QUELLE>
Ein solcher Hinweis sei zur Abwendung des Drucks geeignet. Denn es sei nicht ausgeschlossen, dass die Arbeitnehmer schon dadurch veranlasst würden, ihre Weigerungshaltung zu überdenken. Ohne eine entsprechende Klarstellung des Arbeitgebers könne nicht davon ausgegangen werden, die Mitarbeiter seien zu weiteren Arbeitsniederlegungen selbst um den Preis finanzieller Einbußen und rechtlicher Nachteile für den Bestand ihrer eigenen Arbeitsverhältnisse bereit.
 
Besondere Anforderungen an das dem Arbeitgeber zumutbare Verhalten bestehe zudem dann, wenn der Arbeitgeber bereits unwirksam gekündigt hat und der Arbeitnehmer nach erfolgreichem Kündigungsschutzprozess wieder beschäftigt werden soll.
 

Arbeitgeber hat  Eindruck entgegen zu wirken, ihm komme eine „Druckausübung“ gelegen

 
In einem solchen Fall sei der Arbeitgeber gehalten, dem aufgrund der vorausgegangenen Kündigung möglichen subjektiven Eindruck der weiter eine Entlassung fordernden Mitarbeiter entgegenzuwirken, eine Druckausübung komme ihm „gerade recht“, um doch noch eine Beendigung des Arbeitsverhältnisses zu erreichen.
 
Anderenfalls könnten sich die Mitarbeiter in ihrem Entlassungsverlangen und in ihrer Bereitschaft, diesem durch den Einsatz von Druck zum Erfolg zu verhelfen, noch bestärkt fühlen. Der Arbeitgeber müsse deshalb auch dem Kündigungsverlangen als solchem entgegengetreten. Er habe  deutlich zu machen, dass es für eine Entlassung keinen Grund gibt und dass aus seiner Sicht eine Entlassung ohne das Vorliegen objektiv geeigneter Kündigungsgründe ausgeschlossen sei.
 
Diese Obliegenheiten entfielen nach Auffassung des 2. Senats auch dann nicht, wenn Anlass für die Druckausübung eine als moralisch besonders verwerflich empfundene Straftat des Arbeitnehmers sei, die jedoch keinerlei Bezug zu seiner dienstlichen Tätigkeit habe. Der Arbeitgeber sei auch in einem solchen Fall gehalten, dem möglichen Eindruck entgegen zu wirken, er habe für das Entlassungsverlangen Verständnis.

AUFGABE 1>
Suche aus den Zeilen unten jede Zeile heraus, in der das Wort „litter“ vorkommt.

ZU BEARBEITENDE DATEN>
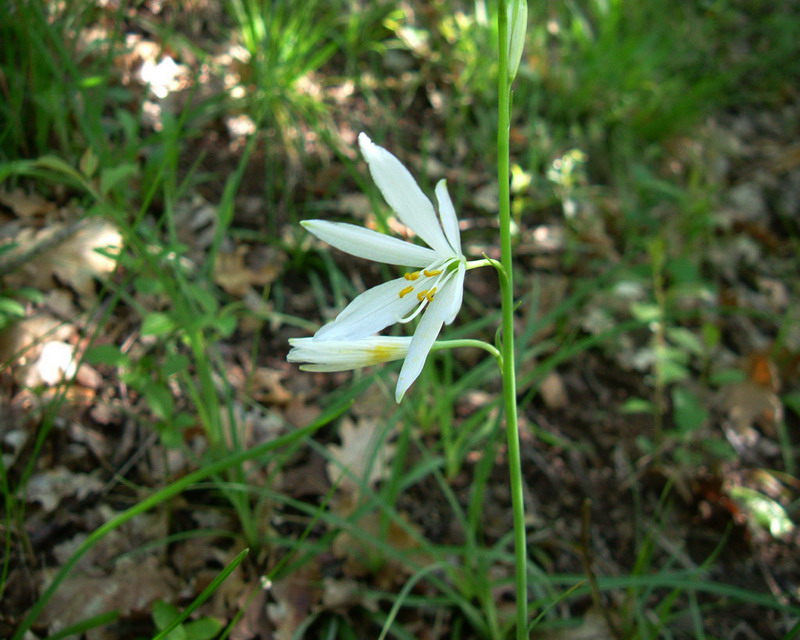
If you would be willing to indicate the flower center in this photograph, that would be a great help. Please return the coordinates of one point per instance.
(428, 281)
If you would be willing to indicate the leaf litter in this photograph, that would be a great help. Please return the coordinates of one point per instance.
(592, 450)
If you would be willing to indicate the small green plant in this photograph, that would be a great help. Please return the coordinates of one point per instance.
(201, 629)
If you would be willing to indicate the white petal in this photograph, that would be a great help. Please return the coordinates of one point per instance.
(371, 312)
(371, 245)
(404, 195)
(427, 330)
(343, 355)
(447, 213)
(454, 292)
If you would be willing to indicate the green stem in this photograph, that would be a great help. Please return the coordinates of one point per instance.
(441, 345)
(508, 366)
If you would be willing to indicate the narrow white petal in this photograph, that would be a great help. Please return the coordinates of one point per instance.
(403, 194)
(371, 312)
(344, 355)
(447, 213)
(371, 245)
(454, 291)
(427, 330)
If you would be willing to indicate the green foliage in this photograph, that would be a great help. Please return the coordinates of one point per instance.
(602, 86)
(200, 629)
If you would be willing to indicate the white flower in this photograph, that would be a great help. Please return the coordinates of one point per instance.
(343, 355)
(434, 289)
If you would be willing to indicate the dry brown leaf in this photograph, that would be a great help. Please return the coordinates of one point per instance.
(50, 487)
(132, 588)
(22, 341)
(295, 597)
(75, 261)
(360, 556)
(363, 458)
(236, 276)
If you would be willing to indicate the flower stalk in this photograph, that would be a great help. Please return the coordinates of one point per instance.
(506, 276)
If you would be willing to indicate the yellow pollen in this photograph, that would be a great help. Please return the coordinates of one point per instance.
(381, 353)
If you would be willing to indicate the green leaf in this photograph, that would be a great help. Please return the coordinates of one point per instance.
(159, 399)
(54, 163)
(687, 410)
(175, 363)
(164, 613)
(688, 340)
(156, 324)
(111, 177)
(637, 405)
(88, 163)
(202, 629)
(11, 308)
(765, 511)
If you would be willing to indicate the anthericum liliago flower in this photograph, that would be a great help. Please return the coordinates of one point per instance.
(434, 289)
(344, 355)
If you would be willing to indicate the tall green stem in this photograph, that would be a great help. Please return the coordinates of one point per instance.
(507, 300)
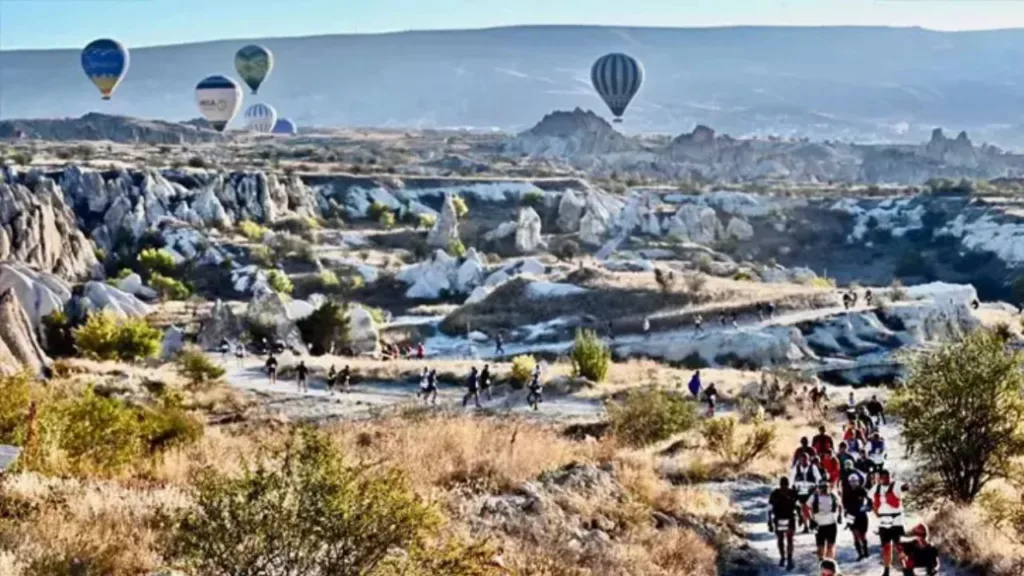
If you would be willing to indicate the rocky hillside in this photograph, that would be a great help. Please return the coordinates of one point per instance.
(95, 126)
(589, 142)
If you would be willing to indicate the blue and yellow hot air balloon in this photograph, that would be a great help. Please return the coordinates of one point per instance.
(254, 65)
(105, 63)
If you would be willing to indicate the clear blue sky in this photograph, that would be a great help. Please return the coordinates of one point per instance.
(60, 24)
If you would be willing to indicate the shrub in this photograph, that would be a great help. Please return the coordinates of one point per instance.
(198, 369)
(964, 415)
(252, 231)
(522, 370)
(456, 248)
(168, 288)
(155, 260)
(426, 221)
(651, 415)
(313, 515)
(327, 329)
(102, 337)
(590, 356)
(461, 209)
(720, 435)
(280, 282)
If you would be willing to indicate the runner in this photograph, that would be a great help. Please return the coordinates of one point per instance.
(822, 442)
(485, 380)
(782, 520)
(271, 368)
(473, 383)
(827, 513)
(805, 478)
(856, 503)
(919, 552)
(888, 505)
(301, 371)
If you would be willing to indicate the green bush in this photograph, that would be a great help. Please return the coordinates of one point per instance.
(280, 282)
(456, 248)
(720, 435)
(169, 288)
(157, 260)
(461, 209)
(312, 515)
(963, 414)
(651, 415)
(198, 369)
(590, 356)
(103, 337)
(252, 231)
(522, 370)
(327, 329)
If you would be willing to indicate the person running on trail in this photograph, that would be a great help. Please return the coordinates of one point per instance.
(485, 380)
(711, 397)
(832, 468)
(919, 552)
(805, 478)
(534, 398)
(271, 368)
(887, 501)
(694, 385)
(822, 442)
(301, 371)
(473, 385)
(782, 520)
(804, 450)
(827, 513)
(877, 411)
(857, 503)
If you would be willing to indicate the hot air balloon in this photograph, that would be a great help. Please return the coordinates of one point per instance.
(285, 126)
(105, 63)
(254, 65)
(261, 118)
(616, 78)
(218, 98)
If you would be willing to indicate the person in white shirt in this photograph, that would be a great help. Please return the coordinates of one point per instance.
(826, 509)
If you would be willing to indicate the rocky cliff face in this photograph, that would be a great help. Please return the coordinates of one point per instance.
(591, 145)
(94, 126)
(37, 228)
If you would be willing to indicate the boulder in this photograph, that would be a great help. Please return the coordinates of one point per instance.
(363, 332)
(570, 210)
(173, 342)
(269, 311)
(446, 228)
(19, 347)
(527, 232)
(222, 324)
(739, 229)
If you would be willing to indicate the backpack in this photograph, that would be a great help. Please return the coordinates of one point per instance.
(817, 497)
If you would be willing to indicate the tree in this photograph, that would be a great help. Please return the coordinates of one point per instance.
(308, 512)
(326, 329)
(963, 414)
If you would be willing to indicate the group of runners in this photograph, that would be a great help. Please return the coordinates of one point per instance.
(830, 485)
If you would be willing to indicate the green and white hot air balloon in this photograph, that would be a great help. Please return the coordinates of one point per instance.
(254, 65)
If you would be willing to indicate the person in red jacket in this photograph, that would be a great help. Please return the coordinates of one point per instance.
(832, 467)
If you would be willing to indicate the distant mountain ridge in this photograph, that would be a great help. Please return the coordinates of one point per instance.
(855, 84)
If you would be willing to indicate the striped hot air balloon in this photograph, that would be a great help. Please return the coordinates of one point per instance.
(616, 78)
(105, 63)
(218, 98)
(261, 118)
(285, 126)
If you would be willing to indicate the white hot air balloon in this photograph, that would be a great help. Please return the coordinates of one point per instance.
(261, 118)
(218, 98)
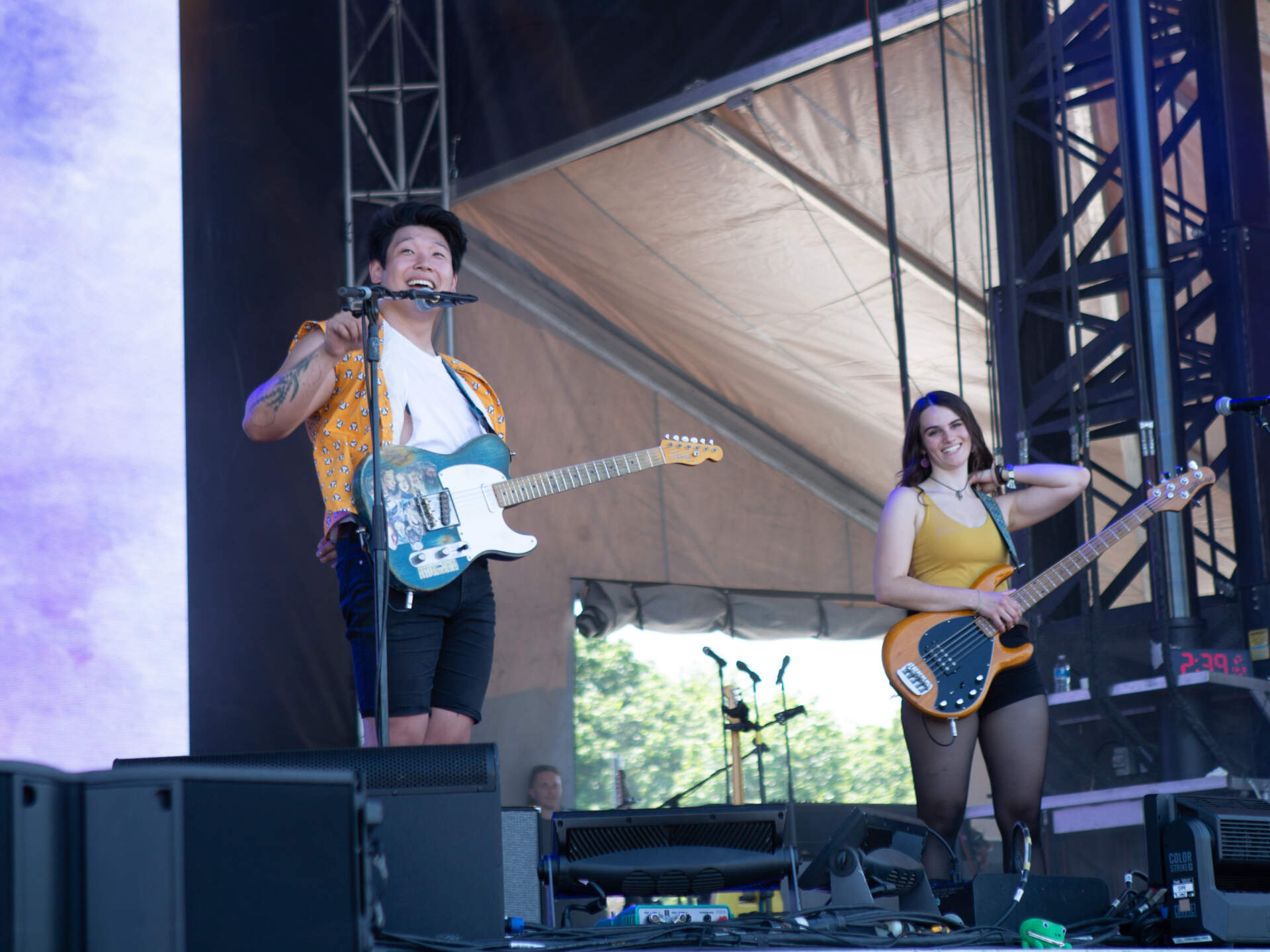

AUFGABE 2>
Führe den Text oben zum Entlassungsverlangen von Mitarbeitern nach seinem letzten Satz weiter.

LÖSUNG 1>
If you would be willing to indicate the leaf litter in this photograph, that would be a great help. Please return the coordinates of one point per instance.

LÖSUNG 2>
 
Nicht nur die Beklagte, sondern auch die betriebsangehörigen Arbeitnehmer hätten die gerichtlichen Entscheidungen zu respektieren, wonach eine arbeitsrechtliche Sanktion der vom Kläger begangenen Straftat ausgeschlossen sei. Ein darauf gestütztes Entlassungsverlangen sei daher weder „legitim“ noch gar „objektiv gerechtfertigt“.
 

Weigerung der Arbeitnehmer war rechtswidrig

 
Die Weigerung der Arbeitnehmer, die Arbeit aufzunehmen, solange der Kläger das Gelände des Containerterminals nicht verlassen habe, sei rechtswidrig gewesen. Nach dem Vortrag der Beklagten haben ihre Repräsentanten die Arbeitnehmer zwar wiederholt gebeten und aufgefordert, die Arbeit wieder aufzunehmen. Sie haben es jedoch unterlassen, sie auf die Rechtswidrigkeit der Arbeitsniederlegungen hinzuweisen und ihnen für weitere Zuwiderhandlungen arbeitsrechtliche Maßnahmen in Aussicht zu stellen.
 
Die Beklagte habe insbesondere nicht in der gebotenen Weise dem möglichen Eindruck entgegengewirkt, sie lasse es selbst Mitarbeitern mit Vorbildfunktion „durchgehen“, sich offen vertragsbrüchig zu verhalten.
 

Arbeitgeber hätte klar machen müssen, Arbeitsverweigerung nicht zu billigen

 
Gegenüber den die Arbeit ebenfalls verweigernden und ihr gegenüber zu besonderer Loyalität verpflichteten Führungskräften hätte sie eindeutig klarstellen müssen, dass sie gerade auch deren Verhalten nicht billige und sich vorbehalte, darauf zumindest mit einer Entgeltkürzung arbeitsrechtlich zu reagieren.
 
Die allein mit dem Hinweis auf die gerichtlichen Entscheidungen begründete Arbeitsaufforderung konnte sowohl die Führungskräfte als auch die übrige Belegschaft in ihrem Glauben bestätigen, es handele sich letztlich um eine „legitime“ Druckausübung, der die Beklagte nicht ernsthaft entgegentreten werde.
 
Die Beklagte hätte überdies klarstellen müssen, dass eine Kündigung mangels objektiv geeigneter Kündigungsgründe ausgeschlossen sei und sie nicht bereit sei, der rechtswidrigen Druckausübung der die Arbeit verweigernden Belegschaft nachzugeben. Alledem sei sie schon nach ihrem eigenen Vorbringen nicht nachgekommen.
 
Da die Beklagte sich nicht konkret darauf berufen habe, inwiefern ihr wirtschaftliche Schäden gerade auch infolge der Arbeitsniederlegung von Mitarbeitern anderer auf dem Gelände tätiger Firmen entstanden sind bzw. künftig zu erwarten gewesen seien, komme es nicht darauf an, welche anderen zumutbaren Reaktionsmöglichkeiten als eine Kündigung des Arbeitsverhältnisses des Klägers ihr diesbezüglich zur Verfügung gestanden hätten. In Betracht käme etwa, bei den für den Arbeitseinsatz verantwortlichen Repräsentanten der Drittfirmen eine Einwirkung auf ihre Arbeitnehmer anzumahnen.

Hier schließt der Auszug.